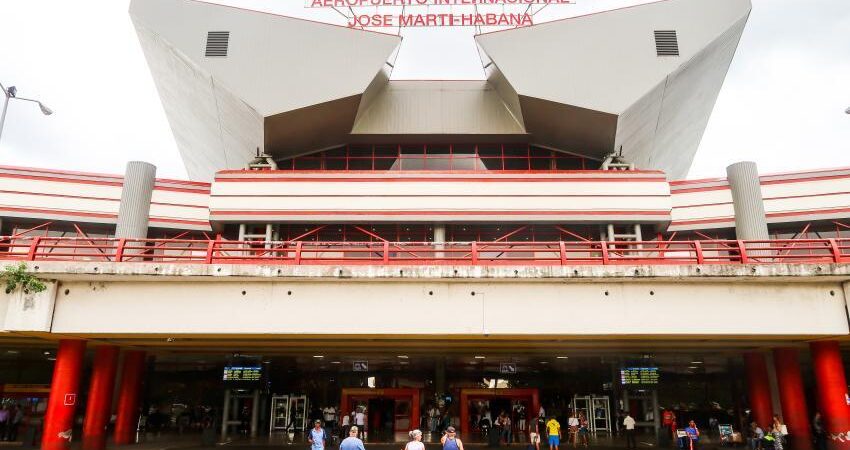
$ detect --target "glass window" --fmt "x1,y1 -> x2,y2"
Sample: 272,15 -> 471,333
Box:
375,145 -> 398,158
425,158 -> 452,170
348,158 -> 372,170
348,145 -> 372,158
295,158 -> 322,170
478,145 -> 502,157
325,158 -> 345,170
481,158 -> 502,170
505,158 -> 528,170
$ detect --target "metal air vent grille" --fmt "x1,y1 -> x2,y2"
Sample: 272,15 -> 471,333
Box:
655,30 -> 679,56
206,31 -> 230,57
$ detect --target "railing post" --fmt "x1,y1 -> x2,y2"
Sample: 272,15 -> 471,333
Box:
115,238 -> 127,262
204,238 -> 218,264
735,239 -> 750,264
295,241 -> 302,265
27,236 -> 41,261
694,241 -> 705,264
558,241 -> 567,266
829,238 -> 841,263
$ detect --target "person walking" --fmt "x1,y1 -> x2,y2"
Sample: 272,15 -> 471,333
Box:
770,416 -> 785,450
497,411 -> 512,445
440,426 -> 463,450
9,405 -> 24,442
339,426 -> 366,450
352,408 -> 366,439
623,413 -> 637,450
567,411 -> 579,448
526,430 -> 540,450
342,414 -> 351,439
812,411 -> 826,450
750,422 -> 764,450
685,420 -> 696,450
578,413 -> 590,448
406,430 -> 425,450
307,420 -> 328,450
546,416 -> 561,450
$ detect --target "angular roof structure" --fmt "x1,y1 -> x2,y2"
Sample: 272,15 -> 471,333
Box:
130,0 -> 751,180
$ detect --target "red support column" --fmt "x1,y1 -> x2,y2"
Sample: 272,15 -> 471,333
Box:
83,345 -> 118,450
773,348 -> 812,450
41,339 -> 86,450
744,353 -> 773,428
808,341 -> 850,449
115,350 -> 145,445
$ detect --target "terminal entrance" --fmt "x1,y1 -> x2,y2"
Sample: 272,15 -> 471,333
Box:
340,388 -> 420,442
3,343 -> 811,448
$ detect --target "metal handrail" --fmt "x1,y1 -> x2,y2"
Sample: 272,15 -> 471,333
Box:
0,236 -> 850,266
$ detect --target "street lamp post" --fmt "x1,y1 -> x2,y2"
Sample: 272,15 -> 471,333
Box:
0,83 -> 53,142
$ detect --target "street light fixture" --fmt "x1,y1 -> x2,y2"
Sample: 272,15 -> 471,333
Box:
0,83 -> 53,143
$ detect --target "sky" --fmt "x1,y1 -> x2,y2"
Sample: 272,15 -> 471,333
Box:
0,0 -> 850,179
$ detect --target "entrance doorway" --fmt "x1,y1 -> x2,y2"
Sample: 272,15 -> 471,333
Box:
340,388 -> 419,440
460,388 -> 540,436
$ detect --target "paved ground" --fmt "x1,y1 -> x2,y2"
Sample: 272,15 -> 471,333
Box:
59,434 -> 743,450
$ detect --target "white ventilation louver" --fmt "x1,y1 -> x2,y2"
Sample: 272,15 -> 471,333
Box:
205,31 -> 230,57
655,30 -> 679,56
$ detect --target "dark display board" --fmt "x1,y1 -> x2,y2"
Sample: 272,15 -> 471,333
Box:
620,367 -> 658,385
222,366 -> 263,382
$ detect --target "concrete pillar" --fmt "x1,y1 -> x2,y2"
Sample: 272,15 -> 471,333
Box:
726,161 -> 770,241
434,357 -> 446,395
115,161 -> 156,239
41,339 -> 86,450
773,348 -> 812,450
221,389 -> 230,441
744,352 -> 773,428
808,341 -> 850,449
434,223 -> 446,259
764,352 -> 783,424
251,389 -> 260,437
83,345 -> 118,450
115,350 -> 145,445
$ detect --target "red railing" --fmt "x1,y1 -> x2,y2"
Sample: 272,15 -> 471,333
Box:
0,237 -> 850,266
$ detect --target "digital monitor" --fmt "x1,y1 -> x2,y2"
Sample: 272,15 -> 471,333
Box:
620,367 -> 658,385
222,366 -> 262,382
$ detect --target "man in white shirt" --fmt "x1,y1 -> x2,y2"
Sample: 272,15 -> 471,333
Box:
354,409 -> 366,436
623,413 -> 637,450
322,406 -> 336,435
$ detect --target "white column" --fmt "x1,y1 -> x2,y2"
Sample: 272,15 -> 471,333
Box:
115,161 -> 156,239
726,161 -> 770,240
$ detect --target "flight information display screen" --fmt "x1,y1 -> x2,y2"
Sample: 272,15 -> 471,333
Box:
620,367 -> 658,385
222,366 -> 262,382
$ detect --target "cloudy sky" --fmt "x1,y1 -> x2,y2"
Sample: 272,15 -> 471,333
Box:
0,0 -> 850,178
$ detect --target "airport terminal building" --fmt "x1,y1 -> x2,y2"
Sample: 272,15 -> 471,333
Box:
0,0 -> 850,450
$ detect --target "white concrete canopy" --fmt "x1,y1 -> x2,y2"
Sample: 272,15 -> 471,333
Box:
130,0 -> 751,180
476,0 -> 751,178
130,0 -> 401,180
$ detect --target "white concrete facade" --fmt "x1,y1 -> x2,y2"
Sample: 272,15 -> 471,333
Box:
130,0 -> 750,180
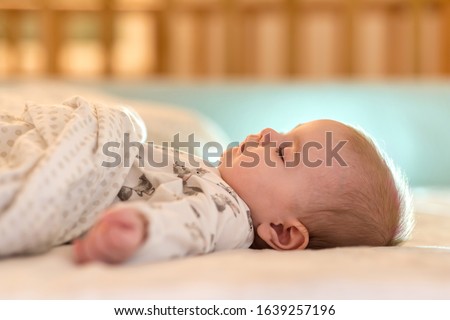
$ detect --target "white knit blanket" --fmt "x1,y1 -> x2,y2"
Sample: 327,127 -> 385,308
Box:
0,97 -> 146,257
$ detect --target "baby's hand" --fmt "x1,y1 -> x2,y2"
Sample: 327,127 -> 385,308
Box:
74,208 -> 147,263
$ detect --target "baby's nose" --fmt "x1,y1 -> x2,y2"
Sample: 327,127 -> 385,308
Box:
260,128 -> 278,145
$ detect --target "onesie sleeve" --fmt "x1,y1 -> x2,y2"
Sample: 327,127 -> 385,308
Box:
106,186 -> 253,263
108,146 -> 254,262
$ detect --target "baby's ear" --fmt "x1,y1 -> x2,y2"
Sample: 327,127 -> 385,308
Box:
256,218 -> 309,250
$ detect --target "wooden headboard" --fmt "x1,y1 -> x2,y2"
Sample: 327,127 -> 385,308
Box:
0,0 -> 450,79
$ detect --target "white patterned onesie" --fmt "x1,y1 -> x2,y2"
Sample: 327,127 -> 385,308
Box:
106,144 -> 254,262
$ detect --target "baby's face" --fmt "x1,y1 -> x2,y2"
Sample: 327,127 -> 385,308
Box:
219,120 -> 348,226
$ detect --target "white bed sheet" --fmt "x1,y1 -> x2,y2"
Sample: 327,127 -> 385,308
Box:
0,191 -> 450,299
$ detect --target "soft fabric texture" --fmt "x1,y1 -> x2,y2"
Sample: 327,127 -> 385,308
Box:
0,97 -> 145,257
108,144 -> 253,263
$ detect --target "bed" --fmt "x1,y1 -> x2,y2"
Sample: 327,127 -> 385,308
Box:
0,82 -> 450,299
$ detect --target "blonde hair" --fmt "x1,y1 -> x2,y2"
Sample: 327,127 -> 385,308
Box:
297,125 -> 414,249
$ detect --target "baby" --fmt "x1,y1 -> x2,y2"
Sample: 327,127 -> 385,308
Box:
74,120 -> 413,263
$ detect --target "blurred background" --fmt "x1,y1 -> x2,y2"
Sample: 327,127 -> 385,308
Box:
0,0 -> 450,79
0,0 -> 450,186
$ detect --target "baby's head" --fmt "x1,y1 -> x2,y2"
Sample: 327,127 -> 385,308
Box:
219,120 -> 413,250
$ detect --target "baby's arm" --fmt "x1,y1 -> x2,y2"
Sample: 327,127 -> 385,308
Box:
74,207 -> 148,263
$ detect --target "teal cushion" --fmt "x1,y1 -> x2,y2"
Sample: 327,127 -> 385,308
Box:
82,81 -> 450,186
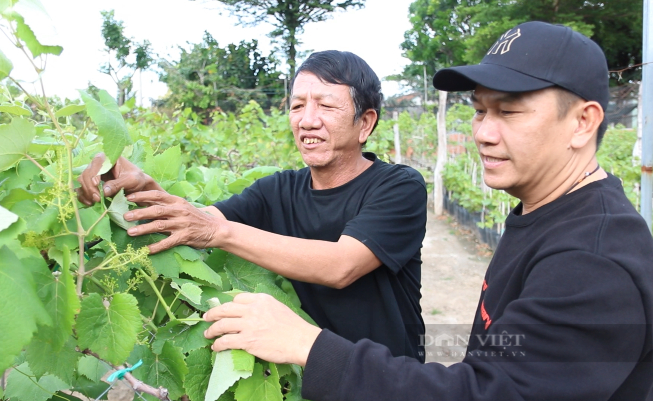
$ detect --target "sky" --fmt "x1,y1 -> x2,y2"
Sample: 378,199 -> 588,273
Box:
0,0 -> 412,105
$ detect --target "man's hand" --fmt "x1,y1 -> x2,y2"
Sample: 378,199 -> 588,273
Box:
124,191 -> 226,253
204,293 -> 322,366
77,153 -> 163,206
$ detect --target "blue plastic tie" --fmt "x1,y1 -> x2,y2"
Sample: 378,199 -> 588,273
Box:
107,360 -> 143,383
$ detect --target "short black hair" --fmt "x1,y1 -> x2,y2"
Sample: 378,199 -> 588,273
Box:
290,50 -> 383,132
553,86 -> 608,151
# # # # #
* THE PROBLEM *
Please transcribe the rows exactly, starting at the first row and ending at the row containing "505,158 -> 528,170", with both of those rows included. Leave the pictures out of your answer.

* PROBLEM SOLUTION *
$ detect --target "glass window" --fmt "x1,y1 -> x2,y2"
Sample: 272,15 -> 471,333
Box:
375,145 -> 398,158
425,158 -> 452,170
348,158 -> 372,170
348,145 -> 372,158
295,158 -> 322,170
478,145 -> 502,157
325,158 -> 345,170
481,158 -> 502,170
505,158 -> 528,170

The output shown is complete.